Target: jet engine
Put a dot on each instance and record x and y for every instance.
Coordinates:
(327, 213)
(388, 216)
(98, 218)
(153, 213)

- **Goal**: Rewrite the data above, replacing "jet engine" with "aircraft engine" and leaving everything else unchanged.

- **In response**:
Target: aircraft engine
Put a dot on each instance and record x and y for every instance.
Coordinates:
(327, 213)
(388, 216)
(98, 218)
(153, 213)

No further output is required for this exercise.